**Stored data**
-- Opening Marker --

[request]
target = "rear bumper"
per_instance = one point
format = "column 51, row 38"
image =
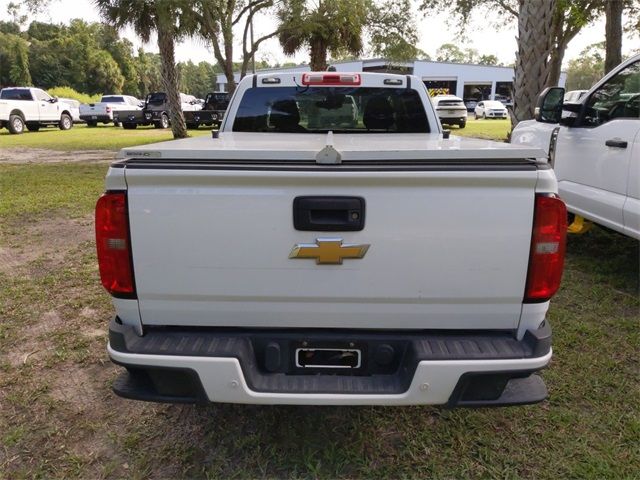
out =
column 211, row 365
column 96, row 118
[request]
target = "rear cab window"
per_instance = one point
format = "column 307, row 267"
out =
column 16, row 94
column 156, row 98
column 319, row 109
column 113, row 99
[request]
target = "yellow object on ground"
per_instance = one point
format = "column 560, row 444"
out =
column 579, row 225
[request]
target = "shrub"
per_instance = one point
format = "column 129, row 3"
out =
column 68, row 92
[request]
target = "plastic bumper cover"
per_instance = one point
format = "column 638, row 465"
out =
column 471, row 370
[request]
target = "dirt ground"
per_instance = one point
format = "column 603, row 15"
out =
column 40, row 155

-- Closing Marker --

**What is expected**
The entries are to be written out in full and exactly, apart from the pictures.

**Solution to this task**
[request]
target = "rear bumper"
per_instance = one point
format = "column 51, row 38"
image =
out =
column 211, row 365
column 96, row 118
[request]
target = "rear cab window"
per_instance = one point
format = "column 307, row 267"
out =
column 16, row 94
column 156, row 98
column 319, row 109
column 113, row 99
[request]
target = "yellow object on ground"
per_instance = one point
format = "column 560, row 444"
out =
column 579, row 225
[request]
target = "shrub"
per_instance = one point
format = "column 129, row 3"
out =
column 68, row 92
[request]
target = "plastic bumper cover"
per_instance = one point
format = "column 638, row 465"
out =
column 471, row 370
[request]
target = "dirt ground"
per_instance = one point
format = "column 603, row 15"
out =
column 40, row 155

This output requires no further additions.